[Start of section]
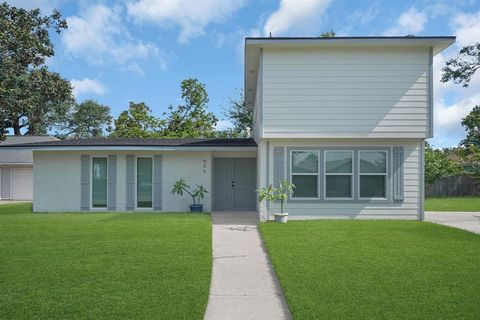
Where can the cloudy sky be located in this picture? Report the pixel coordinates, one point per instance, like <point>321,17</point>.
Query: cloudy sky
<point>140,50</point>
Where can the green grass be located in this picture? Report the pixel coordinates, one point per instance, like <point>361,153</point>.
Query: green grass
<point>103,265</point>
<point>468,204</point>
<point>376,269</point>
[End of section]
[Start of section]
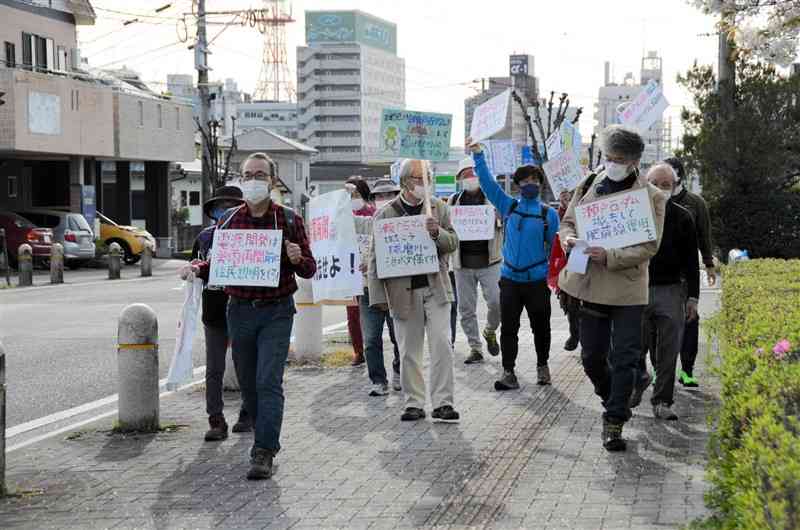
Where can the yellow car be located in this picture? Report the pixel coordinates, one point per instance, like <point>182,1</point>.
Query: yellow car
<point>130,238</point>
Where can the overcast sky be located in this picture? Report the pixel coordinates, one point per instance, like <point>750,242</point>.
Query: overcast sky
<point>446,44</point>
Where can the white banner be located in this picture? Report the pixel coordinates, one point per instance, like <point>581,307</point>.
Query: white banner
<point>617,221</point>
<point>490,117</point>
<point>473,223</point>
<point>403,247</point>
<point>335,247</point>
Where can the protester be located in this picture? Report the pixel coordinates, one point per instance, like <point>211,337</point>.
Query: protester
[End of section]
[Start of section]
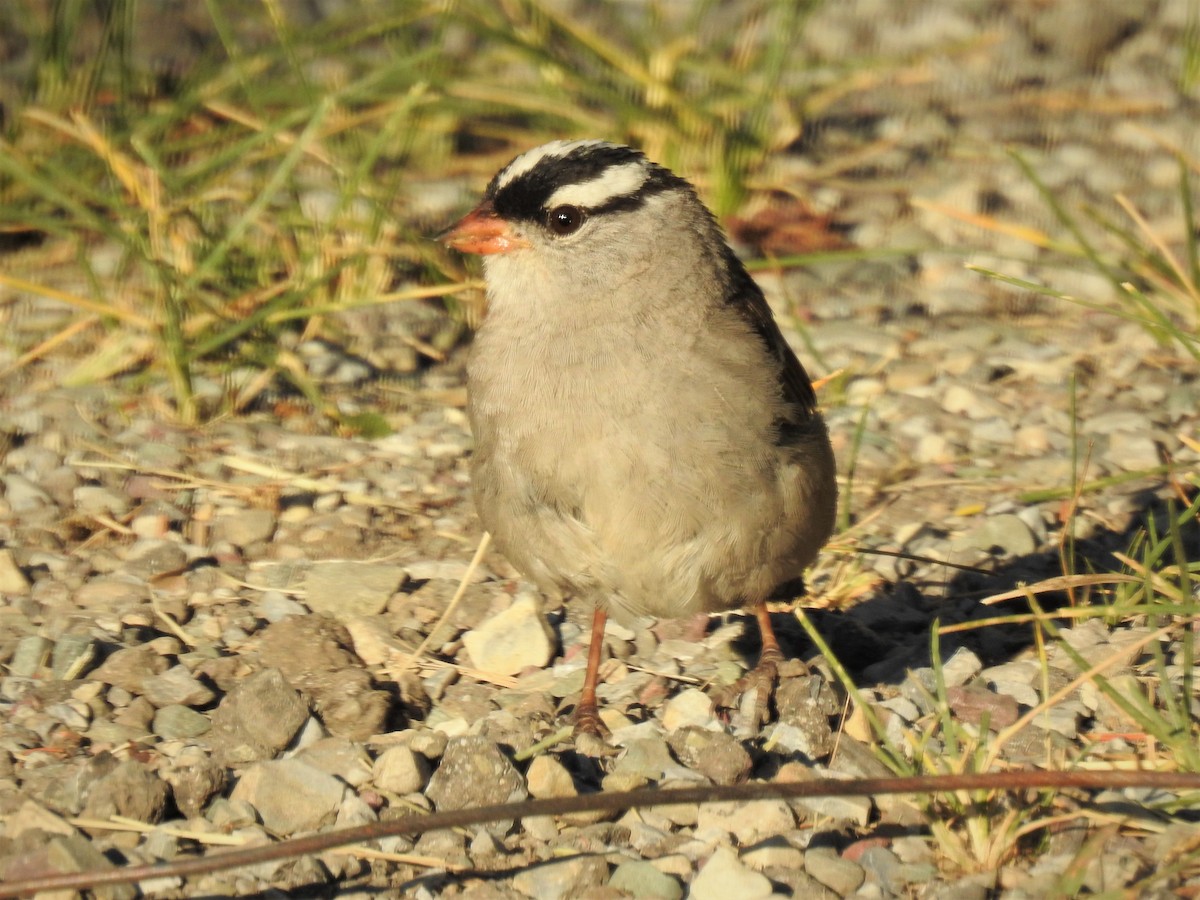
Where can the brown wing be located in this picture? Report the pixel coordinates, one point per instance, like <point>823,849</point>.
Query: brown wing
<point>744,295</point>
[End of section]
» **Aim of the exercise**
Where a line in the listing above includes the string "protester", copy that line.

» **Response to the task**
Where can the protester be located in this picture? Report the pixel coordinates, one point per instance, like <point>211,337</point>.
Query: protester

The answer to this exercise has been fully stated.